--- BEGIN Dataset rows ---

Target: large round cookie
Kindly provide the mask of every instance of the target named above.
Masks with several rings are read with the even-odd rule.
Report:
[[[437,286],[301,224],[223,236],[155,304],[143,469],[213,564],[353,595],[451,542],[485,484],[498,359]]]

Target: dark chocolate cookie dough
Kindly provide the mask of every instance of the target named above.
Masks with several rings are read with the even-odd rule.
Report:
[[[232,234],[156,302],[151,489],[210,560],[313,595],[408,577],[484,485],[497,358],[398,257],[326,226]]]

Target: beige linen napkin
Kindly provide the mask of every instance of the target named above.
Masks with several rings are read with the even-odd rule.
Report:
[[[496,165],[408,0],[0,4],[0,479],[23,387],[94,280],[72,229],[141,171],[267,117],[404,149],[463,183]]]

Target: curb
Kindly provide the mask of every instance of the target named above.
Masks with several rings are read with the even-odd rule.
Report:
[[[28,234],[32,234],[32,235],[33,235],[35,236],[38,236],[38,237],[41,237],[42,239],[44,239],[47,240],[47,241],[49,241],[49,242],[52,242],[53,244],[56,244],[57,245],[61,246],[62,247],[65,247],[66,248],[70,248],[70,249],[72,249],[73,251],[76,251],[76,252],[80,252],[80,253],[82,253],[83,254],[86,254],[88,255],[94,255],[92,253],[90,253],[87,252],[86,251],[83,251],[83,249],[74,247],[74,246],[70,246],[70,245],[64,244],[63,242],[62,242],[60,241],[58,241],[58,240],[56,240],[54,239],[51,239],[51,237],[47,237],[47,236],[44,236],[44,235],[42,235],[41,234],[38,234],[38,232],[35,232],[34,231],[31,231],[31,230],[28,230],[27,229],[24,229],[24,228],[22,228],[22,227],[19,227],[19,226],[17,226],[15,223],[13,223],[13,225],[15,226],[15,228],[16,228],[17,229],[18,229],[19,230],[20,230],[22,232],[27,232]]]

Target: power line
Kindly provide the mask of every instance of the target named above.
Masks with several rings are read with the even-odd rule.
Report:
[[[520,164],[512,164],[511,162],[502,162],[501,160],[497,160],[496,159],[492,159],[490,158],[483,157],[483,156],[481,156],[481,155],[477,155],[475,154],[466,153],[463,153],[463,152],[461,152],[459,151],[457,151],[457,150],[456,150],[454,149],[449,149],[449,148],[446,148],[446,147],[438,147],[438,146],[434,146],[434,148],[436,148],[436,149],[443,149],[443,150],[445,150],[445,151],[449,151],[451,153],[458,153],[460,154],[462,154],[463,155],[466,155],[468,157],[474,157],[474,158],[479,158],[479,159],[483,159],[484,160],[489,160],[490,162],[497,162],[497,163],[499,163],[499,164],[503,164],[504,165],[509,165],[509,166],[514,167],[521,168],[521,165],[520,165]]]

--- END Dataset rows ---

- What to do: Please copy out all the entries above, changing every "Report" to "Result" and leaving everything else untouched.

- Task answer:
Target: large round cookie
Kindly provide the mask of every instance of the target named above.
Masks with several rings are read with the even-odd rule.
Result:
[[[437,286],[301,224],[223,236],[155,304],[143,469],[213,564],[353,595],[451,542],[485,484],[498,359]]]

Target: dark chocolate cookie dough
Kindly provide the mask of every instance of the target named above.
Masks with several rings are read with the even-odd rule.
Result:
[[[232,234],[156,302],[151,489],[210,560],[313,595],[408,577],[484,485],[497,358],[398,257],[326,226]]]

Target: beige linen napkin
Kindly provide the mask of every instance of the target named above.
Masks with several rings are read with the even-odd rule.
Result:
[[[496,165],[408,0],[0,4],[0,479],[23,387],[94,280],[72,229],[141,171],[267,117],[404,149],[463,183]]]

Target: curb
Kindly provide the mask of every instance of the target named above.
Masks with several rings are read with the even-odd rule.
Result:
[[[28,234],[32,234],[32,235],[33,235],[35,236],[38,236],[38,237],[41,237],[42,239],[44,239],[47,240],[47,241],[49,241],[49,242],[52,242],[53,244],[56,244],[57,245],[61,246],[62,247],[65,247],[66,248],[70,248],[70,249],[72,249],[73,251],[76,251],[76,252],[80,252],[80,253],[82,253],[83,254],[86,254],[88,255],[94,255],[92,253],[90,253],[87,252],[86,251],[83,251],[83,249],[74,247],[74,246],[70,246],[70,245],[64,244],[63,242],[62,242],[60,241],[58,241],[58,240],[56,240],[54,239],[51,239],[51,237],[47,237],[47,236],[44,236],[44,235],[42,235],[41,234],[38,234],[38,232],[35,232],[34,231],[31,231],[31,230],[28,230],[27,229],[24,229],[24,228],[22,228],[22,227],[19,227],[19,226],[17,226],[15,223],[13,223],[13,225],[15,226],[15,228],[16,228],[17,229],[18,229],[19,230],[20,230],[22,232],[27,232]]]

Target: power line
Kindly provide the mask of every instance of the target named above.
Masks with several rings are read with the even-odd rule.
Result:
[[[520,164],[512,164],[511,162],[502,162],[501,160],[497,160],[496,159],[492,159],[490,158],[483,157],[483,156],[481,156],[481,155],[477,155],[475,154],[466,153],[463,153],[463,152],[461,152],[459,151],[457,151],[457,150],[456,150],[454,149],[449,149],[449,148],[446,148],[446,147],[438,147],[438,146],[434,146],[434,148],[436,148],[436,149],[443,149],[443,150],[445,150],[445,151],[449,151],[451,153],[458,153],[460,154],[462,154],[463,155],[466,155],[468,157],[474,157],[474,158],[479,158],[479,159],[483,159],[484,160],[489,160],[490,162],[497,162],[497,163],[499,163],[499,164],[503,164],[504,165],[509,165],[509,166],[514,167],[521,168],[521,165],[520,165]]]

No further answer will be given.